## Task goal
Turn the records below into a numbered list, from the line containing "of the high-heeled" up to and including the final line of the records, leaving out any blank lines.

Pointing dataset excerpts
········

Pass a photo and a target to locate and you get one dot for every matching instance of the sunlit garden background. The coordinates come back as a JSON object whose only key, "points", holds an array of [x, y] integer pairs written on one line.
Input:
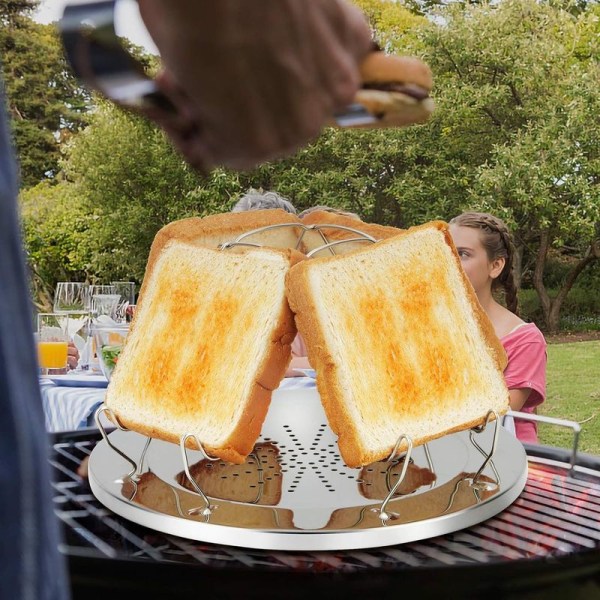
{"points": [[516, 132]]}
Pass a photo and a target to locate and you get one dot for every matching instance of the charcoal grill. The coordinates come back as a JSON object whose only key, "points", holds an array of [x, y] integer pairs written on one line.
{"points": [[544, 545]]}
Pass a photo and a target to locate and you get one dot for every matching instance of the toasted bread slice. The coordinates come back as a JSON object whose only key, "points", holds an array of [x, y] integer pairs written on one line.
{"points": [[323, 234], [210, 343], [214, 230], [399, 342]]}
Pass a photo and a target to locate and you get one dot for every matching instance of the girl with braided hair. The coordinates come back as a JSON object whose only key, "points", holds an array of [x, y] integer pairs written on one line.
{"points": [[486, 251]]}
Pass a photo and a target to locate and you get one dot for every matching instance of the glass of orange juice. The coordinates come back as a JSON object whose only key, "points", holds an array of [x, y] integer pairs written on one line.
{"points": [[52, 342]]}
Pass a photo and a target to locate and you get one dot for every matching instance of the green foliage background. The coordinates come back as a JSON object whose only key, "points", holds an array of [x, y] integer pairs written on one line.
{"points": [[515, 132]]}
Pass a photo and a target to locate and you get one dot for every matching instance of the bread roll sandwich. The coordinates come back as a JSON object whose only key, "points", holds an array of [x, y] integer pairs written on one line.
{"points": [[399, 343], [395, 89], [323, 234], [214, 230], [209, 343]]}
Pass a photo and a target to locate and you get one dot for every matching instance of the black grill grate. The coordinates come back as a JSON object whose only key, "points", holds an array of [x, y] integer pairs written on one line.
{"points": [[554, 516]]}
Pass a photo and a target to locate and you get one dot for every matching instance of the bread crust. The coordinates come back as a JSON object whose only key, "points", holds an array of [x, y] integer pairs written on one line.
{"points": [[393, 108], [215, 229], [330, 373], [131, 386], [379, 67]]}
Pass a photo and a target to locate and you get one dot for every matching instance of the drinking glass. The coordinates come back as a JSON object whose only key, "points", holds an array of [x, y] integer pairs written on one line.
{"points": [[102, 289], [126, 291], [71, 296], [52, 341], [105, 305]]}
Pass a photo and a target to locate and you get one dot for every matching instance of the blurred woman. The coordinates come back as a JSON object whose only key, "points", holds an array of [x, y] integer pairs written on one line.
{"points": [[486, 251]]}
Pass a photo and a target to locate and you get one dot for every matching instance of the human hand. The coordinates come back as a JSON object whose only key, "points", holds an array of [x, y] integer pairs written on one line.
{"points": [[253, 81]]}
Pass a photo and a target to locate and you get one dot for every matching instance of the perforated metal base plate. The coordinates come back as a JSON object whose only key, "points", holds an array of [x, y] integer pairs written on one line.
{"points": [[295, 493]]}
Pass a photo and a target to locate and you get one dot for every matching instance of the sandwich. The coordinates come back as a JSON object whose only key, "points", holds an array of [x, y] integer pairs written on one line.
{"points": [[399, 342], [395, 89], [330, 227], [214, 230], [209, 343]]}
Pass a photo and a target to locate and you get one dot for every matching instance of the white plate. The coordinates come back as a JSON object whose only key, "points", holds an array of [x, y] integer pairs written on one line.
{"points": [[78, 380]]}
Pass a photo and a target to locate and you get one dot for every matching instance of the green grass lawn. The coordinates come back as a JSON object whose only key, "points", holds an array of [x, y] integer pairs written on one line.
{"points": [[573, 393]]}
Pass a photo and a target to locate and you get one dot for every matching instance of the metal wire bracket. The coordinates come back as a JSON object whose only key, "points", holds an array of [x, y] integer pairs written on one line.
{"points": [[477, 483], [134, 475], [241, 240], [207, 510], [383, 515]]}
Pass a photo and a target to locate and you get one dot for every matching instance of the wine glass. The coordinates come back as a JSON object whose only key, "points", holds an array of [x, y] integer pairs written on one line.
{"points": [[126, 291], [71, 296]]}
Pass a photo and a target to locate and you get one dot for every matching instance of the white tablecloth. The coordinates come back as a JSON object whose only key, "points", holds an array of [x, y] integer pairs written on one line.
{"points": [[70, 408]]}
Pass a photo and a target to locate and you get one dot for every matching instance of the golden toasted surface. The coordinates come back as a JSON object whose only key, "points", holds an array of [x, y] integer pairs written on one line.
{"points": [[213, 230], [210, 342], [396, 337]]}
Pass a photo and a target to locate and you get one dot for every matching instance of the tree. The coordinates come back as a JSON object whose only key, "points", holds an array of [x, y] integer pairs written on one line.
{"points": [[518, 107], [46, 103]]}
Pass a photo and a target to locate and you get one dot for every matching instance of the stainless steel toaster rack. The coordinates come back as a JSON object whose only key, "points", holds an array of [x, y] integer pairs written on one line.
{"points": [[295, 493]]}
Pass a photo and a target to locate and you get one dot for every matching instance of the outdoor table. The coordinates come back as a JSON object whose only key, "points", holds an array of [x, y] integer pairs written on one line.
{"points": [[67, 408]]}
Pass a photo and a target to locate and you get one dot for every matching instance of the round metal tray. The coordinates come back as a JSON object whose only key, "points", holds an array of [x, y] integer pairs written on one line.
{"points": [[295, 493]]}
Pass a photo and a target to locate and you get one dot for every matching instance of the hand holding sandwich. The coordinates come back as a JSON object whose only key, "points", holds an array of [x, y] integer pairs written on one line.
{"points": [[253, 81]]}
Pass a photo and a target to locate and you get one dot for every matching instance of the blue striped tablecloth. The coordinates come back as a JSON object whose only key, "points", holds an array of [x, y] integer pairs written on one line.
{"points": [[69, 408]]}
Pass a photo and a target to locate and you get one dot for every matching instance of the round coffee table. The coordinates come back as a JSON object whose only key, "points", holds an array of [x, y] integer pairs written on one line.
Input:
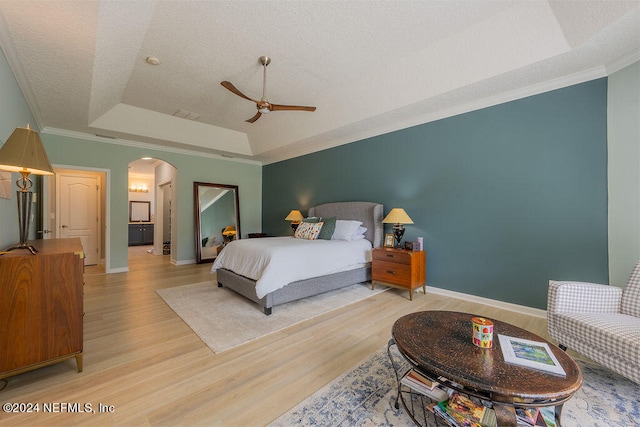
{"points": [[438, 344]]}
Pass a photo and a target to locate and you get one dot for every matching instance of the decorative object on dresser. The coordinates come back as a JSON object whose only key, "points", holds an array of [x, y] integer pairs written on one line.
{"points": [[295, 217], [24, 153], [400, 268], [397, 217], [41, 308]]}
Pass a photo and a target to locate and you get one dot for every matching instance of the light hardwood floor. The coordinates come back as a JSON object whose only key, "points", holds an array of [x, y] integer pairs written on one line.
{"points": [[141, 359]]}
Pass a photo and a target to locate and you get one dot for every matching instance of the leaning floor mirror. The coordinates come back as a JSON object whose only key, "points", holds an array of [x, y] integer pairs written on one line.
{"points": [[217, 218]]}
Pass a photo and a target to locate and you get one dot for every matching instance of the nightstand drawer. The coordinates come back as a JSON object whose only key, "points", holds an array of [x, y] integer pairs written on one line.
{"points": [[391, 272], [392, 256]]}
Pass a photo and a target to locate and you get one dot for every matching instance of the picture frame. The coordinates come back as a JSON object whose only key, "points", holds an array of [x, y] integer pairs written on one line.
{"points": [[532, 354], [388, 240]]}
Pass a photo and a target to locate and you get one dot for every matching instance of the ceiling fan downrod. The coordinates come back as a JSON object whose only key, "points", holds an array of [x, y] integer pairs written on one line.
{"points": [[264, 60]]}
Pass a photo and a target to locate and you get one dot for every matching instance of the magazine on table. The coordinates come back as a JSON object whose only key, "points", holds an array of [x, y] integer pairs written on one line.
{"points": [[533, 354]]}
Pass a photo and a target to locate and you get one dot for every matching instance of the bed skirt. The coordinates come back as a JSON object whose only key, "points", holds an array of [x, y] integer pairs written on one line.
{"points": [[293, 291]]}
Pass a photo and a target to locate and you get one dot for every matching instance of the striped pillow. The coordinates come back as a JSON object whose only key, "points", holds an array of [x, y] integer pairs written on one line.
{"points": [[308, 230]]}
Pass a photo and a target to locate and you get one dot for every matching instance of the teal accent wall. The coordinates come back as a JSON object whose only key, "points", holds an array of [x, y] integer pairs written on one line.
{"points": [[506, 198]]}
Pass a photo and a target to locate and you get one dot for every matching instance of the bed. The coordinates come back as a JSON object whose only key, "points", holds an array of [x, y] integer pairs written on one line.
{"points": [[370, 214]]}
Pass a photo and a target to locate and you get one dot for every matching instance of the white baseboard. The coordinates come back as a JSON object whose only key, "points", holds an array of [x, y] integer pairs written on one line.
{"points": [[487, 301], [185, 262]]}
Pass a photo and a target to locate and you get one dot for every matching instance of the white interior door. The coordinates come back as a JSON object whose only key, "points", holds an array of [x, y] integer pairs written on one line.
{"points": [[78, 212]]}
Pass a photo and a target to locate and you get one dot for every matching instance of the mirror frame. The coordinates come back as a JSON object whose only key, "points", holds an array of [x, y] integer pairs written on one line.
{"points": [[196, 211], [140, 208]]}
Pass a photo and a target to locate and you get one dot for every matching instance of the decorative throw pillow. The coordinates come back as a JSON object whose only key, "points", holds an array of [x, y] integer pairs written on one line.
{"points": [[359, 233], [308, 230], [328, 228], [345, 229]]}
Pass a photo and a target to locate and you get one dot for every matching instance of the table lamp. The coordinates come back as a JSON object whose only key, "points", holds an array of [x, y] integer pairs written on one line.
{"points": [[295, 217], [24, 153], [397, 217]]}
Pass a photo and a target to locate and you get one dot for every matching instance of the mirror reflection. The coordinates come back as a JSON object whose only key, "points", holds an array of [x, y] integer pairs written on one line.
{"points": [[217, 218], [139, 211]]}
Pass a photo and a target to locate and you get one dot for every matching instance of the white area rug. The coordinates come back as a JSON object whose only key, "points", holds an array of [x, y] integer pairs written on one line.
{"points": [[365, 396], [223, 319]]}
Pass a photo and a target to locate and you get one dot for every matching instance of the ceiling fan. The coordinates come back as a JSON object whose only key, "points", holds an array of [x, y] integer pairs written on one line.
{"points": [[263, 105]]}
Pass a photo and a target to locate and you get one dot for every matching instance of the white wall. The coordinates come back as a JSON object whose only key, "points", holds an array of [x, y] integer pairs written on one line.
{"points": [[623, 134]]}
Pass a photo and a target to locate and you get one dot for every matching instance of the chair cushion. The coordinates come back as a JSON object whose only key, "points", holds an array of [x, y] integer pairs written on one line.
{"points": [[630, 303], [605, 333]]}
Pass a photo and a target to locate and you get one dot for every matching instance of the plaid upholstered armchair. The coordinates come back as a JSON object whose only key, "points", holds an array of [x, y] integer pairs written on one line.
{"points": [[602, 322]]}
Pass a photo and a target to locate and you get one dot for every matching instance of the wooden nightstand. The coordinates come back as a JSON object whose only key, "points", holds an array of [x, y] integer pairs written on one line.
{"points": [[399, 268]]}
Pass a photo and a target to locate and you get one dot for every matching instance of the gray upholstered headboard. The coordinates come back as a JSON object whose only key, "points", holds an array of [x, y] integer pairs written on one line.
{"points": [[369, 213]]}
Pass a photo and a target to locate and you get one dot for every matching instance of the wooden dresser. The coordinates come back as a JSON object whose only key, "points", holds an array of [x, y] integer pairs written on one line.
{"points": [[399, 267], [41, 306]]}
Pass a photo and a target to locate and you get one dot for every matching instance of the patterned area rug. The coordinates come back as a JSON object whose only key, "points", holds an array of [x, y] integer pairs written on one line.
{"points": [[365, 396], [213, 312]]}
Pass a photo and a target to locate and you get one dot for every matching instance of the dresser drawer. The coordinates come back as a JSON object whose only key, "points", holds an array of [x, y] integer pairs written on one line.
{"points": [[391, 272], [389, 256]]}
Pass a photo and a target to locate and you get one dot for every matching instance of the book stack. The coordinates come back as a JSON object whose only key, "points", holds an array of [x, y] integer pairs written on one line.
{"points": [[466, 412], [423, 385]]}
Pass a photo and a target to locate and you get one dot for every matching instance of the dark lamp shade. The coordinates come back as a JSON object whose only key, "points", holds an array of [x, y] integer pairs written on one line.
{"points": [[229, 230], [397, 216], [23, 152]]}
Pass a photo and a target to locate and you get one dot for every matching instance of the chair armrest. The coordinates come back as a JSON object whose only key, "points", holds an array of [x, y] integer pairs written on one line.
{"points": [[581, 297]]}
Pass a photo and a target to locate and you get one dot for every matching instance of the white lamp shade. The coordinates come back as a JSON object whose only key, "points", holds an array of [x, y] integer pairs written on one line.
{"points": [[397, 216]]}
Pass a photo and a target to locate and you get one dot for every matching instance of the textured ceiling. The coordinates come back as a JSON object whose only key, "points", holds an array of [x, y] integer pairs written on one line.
{"points": [[369, 67]]}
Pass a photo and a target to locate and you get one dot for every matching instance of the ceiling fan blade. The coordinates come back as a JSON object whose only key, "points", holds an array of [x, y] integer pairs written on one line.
{"points": [[254, 118], [230, 87], [276, 107]]}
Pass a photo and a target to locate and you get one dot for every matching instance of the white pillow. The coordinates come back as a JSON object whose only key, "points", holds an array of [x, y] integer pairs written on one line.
{"points": [[345, 229], [308, 230]]}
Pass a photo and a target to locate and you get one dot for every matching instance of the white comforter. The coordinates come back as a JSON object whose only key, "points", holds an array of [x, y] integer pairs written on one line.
{"points": [[274, 262]]}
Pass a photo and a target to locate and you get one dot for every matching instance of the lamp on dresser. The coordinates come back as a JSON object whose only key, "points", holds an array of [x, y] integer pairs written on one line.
{"points": [[397, 217], [295, 217], [24, 153]]}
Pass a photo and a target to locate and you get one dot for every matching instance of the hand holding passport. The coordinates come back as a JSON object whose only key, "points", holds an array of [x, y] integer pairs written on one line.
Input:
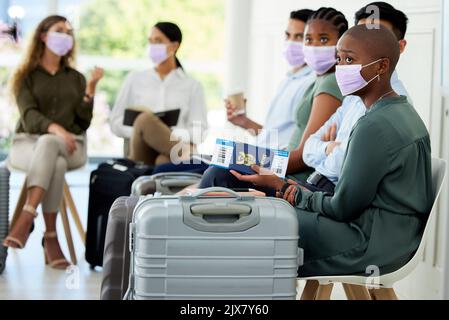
{"points": [[170, 118]]}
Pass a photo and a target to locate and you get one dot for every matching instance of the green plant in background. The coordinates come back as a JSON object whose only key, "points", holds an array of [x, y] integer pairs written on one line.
{"points": [[121, 28]]}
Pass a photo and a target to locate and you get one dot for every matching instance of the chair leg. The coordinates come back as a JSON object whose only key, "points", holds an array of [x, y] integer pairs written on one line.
{"points": [[384, 294], [69, 201], [324, 292], [310, 290], [20, 204], [354, 292], [68, 233]]}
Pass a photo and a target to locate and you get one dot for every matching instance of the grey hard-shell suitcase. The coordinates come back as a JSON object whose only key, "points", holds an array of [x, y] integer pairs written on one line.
{"points": [[116, 249], [164, 183], [213, 248], [4, 212]]}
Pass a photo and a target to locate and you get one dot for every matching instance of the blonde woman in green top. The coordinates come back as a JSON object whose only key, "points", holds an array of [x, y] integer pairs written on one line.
{"points": [[56, 105]]}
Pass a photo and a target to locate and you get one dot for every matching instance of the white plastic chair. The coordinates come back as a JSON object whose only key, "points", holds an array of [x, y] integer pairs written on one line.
{"points": [[358, 287]]}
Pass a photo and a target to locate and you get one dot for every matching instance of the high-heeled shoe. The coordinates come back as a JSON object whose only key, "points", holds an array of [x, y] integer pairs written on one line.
{"points": [[59, 264], [19, 243]]}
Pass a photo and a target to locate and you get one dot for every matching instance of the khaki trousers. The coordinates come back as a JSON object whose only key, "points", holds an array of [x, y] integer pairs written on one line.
{"points": [[151, 143], [45, 160]]}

········

## Answer to this exercise
1. Pass a photo and a target to locate and you get one dot for every matching instance of the high-heeled shoe. The coordinates come back as a JSON object whose only key, "points", holds an array of [x, y] integer pairs written on one line.
2. {"points": [[59, 264], [19, 243]]}
3. Pass a photo and a target to locate and you get one dot for every matching instance of the khaki trousers. The coordinates come back as a JSON object whose only key, "points", holds an array of [x, y] integer pairs written on one line.
4. {"points": [[151, 143], [45, 160]]}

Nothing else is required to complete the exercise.